(Photo object pointing records)
┄┄┄┄┄┄

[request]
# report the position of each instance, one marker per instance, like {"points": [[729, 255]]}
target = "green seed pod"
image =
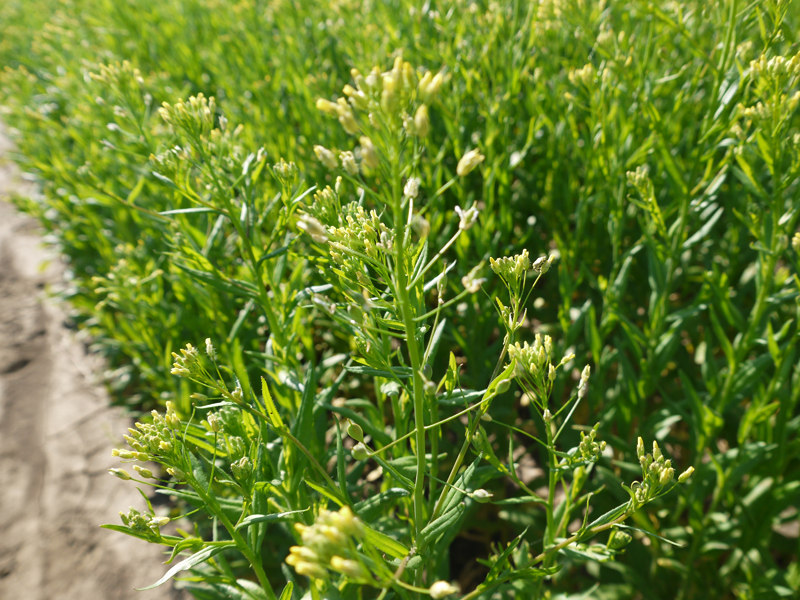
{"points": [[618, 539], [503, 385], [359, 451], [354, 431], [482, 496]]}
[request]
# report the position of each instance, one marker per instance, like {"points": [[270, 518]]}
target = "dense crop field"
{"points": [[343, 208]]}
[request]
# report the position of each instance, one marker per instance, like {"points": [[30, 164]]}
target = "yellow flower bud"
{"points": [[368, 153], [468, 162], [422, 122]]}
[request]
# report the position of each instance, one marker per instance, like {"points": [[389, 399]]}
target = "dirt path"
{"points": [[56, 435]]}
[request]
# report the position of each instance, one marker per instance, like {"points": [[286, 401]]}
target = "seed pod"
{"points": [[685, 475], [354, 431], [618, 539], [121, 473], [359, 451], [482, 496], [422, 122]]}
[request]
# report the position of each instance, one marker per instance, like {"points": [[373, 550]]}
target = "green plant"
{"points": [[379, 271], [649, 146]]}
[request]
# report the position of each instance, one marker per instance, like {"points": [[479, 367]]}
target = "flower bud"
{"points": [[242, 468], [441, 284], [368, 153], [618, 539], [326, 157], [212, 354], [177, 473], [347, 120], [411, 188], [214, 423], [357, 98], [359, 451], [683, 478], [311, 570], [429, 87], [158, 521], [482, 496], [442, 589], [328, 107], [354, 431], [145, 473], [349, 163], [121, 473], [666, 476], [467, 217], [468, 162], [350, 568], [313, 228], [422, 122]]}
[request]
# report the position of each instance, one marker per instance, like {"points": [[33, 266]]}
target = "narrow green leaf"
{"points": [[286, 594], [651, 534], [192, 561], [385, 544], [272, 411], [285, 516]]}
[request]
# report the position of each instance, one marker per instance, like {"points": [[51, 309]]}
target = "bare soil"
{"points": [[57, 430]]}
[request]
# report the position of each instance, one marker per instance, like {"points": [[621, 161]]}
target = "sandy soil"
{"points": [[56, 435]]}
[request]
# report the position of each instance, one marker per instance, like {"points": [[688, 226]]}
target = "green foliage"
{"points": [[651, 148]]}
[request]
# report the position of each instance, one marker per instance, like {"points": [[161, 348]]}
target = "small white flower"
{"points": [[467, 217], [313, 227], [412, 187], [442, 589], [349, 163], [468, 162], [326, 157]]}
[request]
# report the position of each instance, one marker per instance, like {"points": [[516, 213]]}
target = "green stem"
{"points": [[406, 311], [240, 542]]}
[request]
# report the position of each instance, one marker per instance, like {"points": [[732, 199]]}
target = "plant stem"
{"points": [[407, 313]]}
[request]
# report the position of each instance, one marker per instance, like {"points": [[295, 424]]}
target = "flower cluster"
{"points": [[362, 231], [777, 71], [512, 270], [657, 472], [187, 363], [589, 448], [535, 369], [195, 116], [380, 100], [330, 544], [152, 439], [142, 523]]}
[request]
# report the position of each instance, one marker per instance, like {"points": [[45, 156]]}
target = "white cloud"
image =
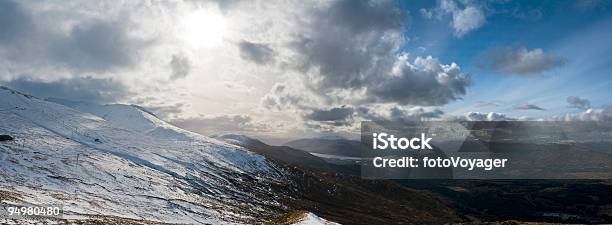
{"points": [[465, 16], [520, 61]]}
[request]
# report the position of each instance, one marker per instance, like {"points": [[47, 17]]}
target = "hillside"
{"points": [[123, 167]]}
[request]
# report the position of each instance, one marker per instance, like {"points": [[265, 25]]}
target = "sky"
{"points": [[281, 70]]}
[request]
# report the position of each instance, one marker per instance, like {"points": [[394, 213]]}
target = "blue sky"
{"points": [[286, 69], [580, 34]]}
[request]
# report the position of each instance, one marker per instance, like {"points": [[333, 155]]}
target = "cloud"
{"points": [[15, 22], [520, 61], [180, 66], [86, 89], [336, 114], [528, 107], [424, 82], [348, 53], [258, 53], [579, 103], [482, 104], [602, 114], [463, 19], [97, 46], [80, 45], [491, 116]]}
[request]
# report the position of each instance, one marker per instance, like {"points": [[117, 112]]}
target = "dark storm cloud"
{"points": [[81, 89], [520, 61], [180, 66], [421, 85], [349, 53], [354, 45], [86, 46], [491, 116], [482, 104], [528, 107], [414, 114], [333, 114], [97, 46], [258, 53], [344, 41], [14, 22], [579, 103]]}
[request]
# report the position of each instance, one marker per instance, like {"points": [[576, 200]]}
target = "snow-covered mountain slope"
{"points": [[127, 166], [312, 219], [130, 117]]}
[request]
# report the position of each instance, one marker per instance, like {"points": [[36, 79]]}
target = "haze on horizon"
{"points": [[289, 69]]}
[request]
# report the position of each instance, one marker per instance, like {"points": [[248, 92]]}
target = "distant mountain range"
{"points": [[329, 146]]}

┄┄┄┄┄┄

▶ _What is needed_
Keep the pictures out and write out the records exactly.

▶ _Answer to this problem_
[request]
# report the position of each instance, one marker per instance, like {"points": [[729, 255]]}
target = "green seed pod"
image =
{"points": [[618, 539], [503, 385], [359, 451], [354, 431], [482, 496]]}
[request]
# report the position of each instance, one marker per instance, like {"points": [[270, 518]]}
target = "dense crop field"
{"points": [[343, 208]]}
[request]
# report the position of each instance, one marker per instance, like {"points": [[30, 164]]}
target = "yellow flower bud"
{"points": [[368, 153], [468, 162], [422, 122]]}
[request]
# report the position of each instance, one marker per instance, like {"points": [[389, 399]]}
target = "dirt path"
{"points": [[56, 435]]}
[request]
# report the position of each instance, one marker per instance, like {"points": [[286, 401]]}
target = "seed pod"
{"points": [[685, 475], [354, 431], [618, 539], [121, 473], [359, 451], [482, 496], [422, 122]]}
[request]
# report the position of each instance, one marker per instance, like {"points": [[373, 550]]}
target = "green plant"
{"points": [[379, 271], [649, 146]]}
[request]
# report the position of each instance, one marker per instance, like {"points": [[479, 367]]}
target = "flower bud"
{"points": [[242, 468], [441, 284], [368, 153], [618, 539], [326, 157], [212, 354], [177, 473], [347, 120], [411, 188], [214, 423], [357, 98], [359, 451], [683, 478], [311, 570], [429, 87], [158, 521], [482, 496], [442, 589], [328, 107], [354, 431], [145, 473], [349, 163], [121, 473], [666, 476], [467, 217], [468, 162], [350, 568], [313, 228], [422, 122]]}
[request]
# report the position of each instance, one marker per instance, like {"points": [[33, 266]]}
target = "narrow green leaf"
{"points": [[286, 594], [651, 534], [192, 561], [385, 544], [272, 411], [285, 516]]}
[request]
# report the position of each instance, one marker per instance, like {"points": [[51, 309]]}
target = "bare soil"
{"points": [[57, 430]]}
[request]
# report the position of each instance, one marker per instance, like {"points": [[621, 161]]}
target = "sandy soil"
{"points": [[56, 435]]}
[request]
# report the position of each instance, one marker per instance, like {"points": [[688, 226]]}
target = "green foliage"
{"points": [[651, 148]]}
[request]
# report the position of each instance, one marker per instance, like {"points": [[161, 348]]}
target = "small white flower"
{"points": [[467, 217], [313, 227], [412, 187], [442, 589], [349, 163], [468, 162], [326, 157]]}
[request]
# report the position of each instance, one marker per instance, like {"points": [[516, 213]]}
target = "green stem"
{"points": [[406, 311], [240, 542]]}
[request]
# report the position of each instance, one marker per instance, like {"points": [[732, 199]]}
target = "plant stem"
{"points": [[407, 313]]}
[request]
# report the position of each instance, one marker per instance, like {"points": [[295, 424]]}
target = "flower cluster"
{"points": [[362, 231], [777, 71], [512, 270], [657, 472], [187, 363], [589, 448], [535, 369], [195, 116], [380, 100], [330, 544], [152, 439], [142, 523]]}
[request]
# report the position of each instance, one marker per instance, like {"points": [[45, 156]]}
target = "white cloud"
image =
{"points": [[465, 16], [520, 61]]}
[request]
# report the position of each instance, one marker per instance, like {"points": [[47, 17]]}
target = "hillside"
{"points": [[123, 167]]}
[request]
# report the position of each instance, one marker per instance, like {"points": [[265, 25]]}
target = "sky"
{"points": [[281, 70]]}
[request]
# report the position of each instance, one marker per instance, like {"points": [[394, 213]]}
target = "blue sky"
{"points": [[286, 69], [580, 34]]}
[request]
# report the position of each instance, one marker per instance, like {"points": [[333, 155]]}
target = "cloud"
{"points": [[15, 22], [520, 61], [180, 66], [86, 89], [336, 114], [528, 107], [424, 82], [348, 53], [258, 53], [579, 103], [482, 104], [602, 114], [463, 19], [97, 46], [80, 45], [491, 116]]}
[request]
# report the position of each instance, one marker per instance, like {"points": [[117, 112]]}
target = "dark storm cloud"
{"points": [[81, 89], [520, 61], [180, 66], [421, 85], [349, 53], [354, 45], [86, 46], [491, 116], [482, 104], [528, 107], [414, 114], [333, 114], [97, 46], [258, 53], [344, 41], [14, 22], [579, 103]]}
[request]
# report the position of each instance, one marker per instance, like {"points": [[576, 200]]}
target = "snow-covered mountain slope"
{"points": [[127, 166], [312, 219], [130, 117]]}
[request]
# report the position of each instance, one marker per instance, like {"points": [[36, 79]]}
target = "haze on horizon"
{"points": [[289, 69]]}
[request]
# report the position of each instance, one marker per instance, like {"points": [[248, 92]]}
target = "distant mountain range"
{"points": [[329, 146]]}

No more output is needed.